SKETCH OF DR. J. LAWRENCE SMITH. |
WE give, this month, an excellent portrait of one of the most active and accomplished of our American scientists, one who has not only extended the boundaries of knowledge by his researches in the various fields of investigation to which he has devoted himself, but who has been a missionary of science to one of the old Oriental countries, and labored successfully to diffuse its benign influences among a semi-barbarous people.
J. Lawrence Smith was born December 16, 1818, near Charleston, South Carolina. His father, Benjamin Smith, was a Virginian, who had removed to South Carolina. The subject of this brief memoir received a classical education in the Charleston College, after which he was sent to the University of Virginia. At this institution he enjoyed facilities for the indulgence of his taste in the acquisition of knowledge in that department for which he had in early life shown a decided predilection—pure mathematics. In the later part of his academic career, he devoted himself to the higher branches of physics, mixed mathematics, and chemistry, pursuing the latter somewhat in the form of a recreation.

:::::

What to work on:
1. Repeat the passage of the sketch of J. Lawrence Smith between "SKETCH OF DR." and "a semi-barbarous people.", inclusive.
2. According to the sketch of J. Lawrence Smith, on what date was he born?
The material that comes next is separate from the sketch of J. Lawrence Smith.

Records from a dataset
:::::

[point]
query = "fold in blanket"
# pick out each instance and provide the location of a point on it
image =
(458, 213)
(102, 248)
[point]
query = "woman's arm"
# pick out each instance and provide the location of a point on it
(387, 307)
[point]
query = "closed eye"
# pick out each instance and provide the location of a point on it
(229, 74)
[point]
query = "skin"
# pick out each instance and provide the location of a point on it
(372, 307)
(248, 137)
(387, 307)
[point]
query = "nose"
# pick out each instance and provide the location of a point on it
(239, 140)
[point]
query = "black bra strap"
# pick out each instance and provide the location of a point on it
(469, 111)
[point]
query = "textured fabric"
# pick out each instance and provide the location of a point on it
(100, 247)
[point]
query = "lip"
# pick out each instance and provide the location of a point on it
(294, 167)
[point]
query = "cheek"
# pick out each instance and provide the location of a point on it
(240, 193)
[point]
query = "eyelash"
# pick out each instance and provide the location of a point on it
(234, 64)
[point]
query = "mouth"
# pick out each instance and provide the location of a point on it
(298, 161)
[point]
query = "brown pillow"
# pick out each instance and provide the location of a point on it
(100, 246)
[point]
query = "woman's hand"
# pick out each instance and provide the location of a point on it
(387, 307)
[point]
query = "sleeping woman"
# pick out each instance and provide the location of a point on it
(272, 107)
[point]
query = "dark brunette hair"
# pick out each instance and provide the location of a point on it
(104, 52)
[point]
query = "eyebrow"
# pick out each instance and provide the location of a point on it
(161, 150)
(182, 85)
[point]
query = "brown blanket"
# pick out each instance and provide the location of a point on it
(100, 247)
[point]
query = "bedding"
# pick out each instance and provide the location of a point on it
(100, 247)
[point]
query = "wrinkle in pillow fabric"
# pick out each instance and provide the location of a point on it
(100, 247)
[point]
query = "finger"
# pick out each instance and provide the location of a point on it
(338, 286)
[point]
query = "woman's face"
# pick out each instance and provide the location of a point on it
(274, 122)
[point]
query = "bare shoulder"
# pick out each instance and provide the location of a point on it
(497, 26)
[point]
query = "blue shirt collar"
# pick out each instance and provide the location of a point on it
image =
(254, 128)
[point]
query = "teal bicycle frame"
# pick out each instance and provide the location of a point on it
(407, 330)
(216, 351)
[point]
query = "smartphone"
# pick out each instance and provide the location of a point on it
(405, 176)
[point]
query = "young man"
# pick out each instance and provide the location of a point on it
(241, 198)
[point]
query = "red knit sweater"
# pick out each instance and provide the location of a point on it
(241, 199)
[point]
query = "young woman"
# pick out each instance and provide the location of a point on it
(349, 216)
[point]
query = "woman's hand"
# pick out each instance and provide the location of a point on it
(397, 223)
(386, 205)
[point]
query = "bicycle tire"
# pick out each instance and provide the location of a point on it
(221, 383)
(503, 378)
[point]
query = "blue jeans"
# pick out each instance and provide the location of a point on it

:::::

Answers to the problems:
1.
SKETCH OF DR. J. LAWRENCE SMITH. |
WE give, this month, an excellent portrait of one of the most active and accomplished of our American scientists, one who has not only extended the boundaries of knowledge by his researches in the various fields of investigation to which he has devoted himself, but who has been a missionary of science to one of the old Oriental countries, and labored successfully to diffuse its benign influences among a semi-barbarous people.

2. December 16, 1818